Saved entries
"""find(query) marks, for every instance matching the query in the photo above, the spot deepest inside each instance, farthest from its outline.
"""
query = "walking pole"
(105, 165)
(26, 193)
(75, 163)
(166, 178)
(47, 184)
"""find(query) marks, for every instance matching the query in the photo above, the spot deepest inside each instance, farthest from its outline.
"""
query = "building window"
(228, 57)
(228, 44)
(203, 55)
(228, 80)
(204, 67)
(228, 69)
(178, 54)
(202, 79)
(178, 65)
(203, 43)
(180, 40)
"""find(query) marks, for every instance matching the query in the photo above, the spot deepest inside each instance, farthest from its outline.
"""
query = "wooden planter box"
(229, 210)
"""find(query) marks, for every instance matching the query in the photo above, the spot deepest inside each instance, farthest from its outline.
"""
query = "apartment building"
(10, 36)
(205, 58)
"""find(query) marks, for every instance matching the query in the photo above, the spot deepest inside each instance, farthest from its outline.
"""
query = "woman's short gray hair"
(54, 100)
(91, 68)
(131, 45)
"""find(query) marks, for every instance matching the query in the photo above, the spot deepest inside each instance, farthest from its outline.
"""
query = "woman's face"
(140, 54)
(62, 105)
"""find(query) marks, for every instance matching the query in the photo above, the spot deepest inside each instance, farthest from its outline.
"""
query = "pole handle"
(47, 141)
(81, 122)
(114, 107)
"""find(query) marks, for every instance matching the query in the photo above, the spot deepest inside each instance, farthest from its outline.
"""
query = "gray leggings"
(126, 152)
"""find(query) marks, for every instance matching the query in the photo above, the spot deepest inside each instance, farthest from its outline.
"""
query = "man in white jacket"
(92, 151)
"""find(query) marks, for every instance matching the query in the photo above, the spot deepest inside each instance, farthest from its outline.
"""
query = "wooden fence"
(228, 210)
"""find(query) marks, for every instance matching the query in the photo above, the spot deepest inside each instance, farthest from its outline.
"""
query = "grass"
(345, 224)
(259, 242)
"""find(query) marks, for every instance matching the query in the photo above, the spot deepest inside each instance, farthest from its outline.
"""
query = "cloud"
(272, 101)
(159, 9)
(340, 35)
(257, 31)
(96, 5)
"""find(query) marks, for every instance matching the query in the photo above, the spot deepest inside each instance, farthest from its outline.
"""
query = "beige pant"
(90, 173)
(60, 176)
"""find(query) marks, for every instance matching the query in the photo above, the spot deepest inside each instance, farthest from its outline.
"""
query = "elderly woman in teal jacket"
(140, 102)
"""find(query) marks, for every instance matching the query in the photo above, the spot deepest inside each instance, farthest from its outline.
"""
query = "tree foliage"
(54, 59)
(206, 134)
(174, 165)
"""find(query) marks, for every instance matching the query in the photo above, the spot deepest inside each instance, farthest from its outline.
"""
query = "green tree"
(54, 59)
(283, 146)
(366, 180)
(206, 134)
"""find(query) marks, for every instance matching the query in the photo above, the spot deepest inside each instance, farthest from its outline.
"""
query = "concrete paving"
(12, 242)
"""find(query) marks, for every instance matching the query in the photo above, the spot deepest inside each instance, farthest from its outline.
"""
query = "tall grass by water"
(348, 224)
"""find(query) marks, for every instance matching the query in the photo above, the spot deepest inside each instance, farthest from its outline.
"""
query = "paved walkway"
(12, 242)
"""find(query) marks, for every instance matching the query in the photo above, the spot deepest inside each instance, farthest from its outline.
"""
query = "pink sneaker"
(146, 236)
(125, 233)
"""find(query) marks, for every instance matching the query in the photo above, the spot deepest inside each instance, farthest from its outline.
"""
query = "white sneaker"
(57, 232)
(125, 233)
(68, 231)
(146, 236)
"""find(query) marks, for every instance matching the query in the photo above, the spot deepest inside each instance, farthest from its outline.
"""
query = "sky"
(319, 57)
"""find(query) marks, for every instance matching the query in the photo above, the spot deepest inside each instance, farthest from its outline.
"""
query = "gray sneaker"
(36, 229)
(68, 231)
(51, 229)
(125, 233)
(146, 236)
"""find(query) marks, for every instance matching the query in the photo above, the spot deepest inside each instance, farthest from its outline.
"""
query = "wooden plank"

## The exercise
Please filter the records above, keeping every line that contains the string "gray". Case counts.

## Exercise output
query = "woman's short gray hair"
query = "gray leggings"
query = "gray sneaker"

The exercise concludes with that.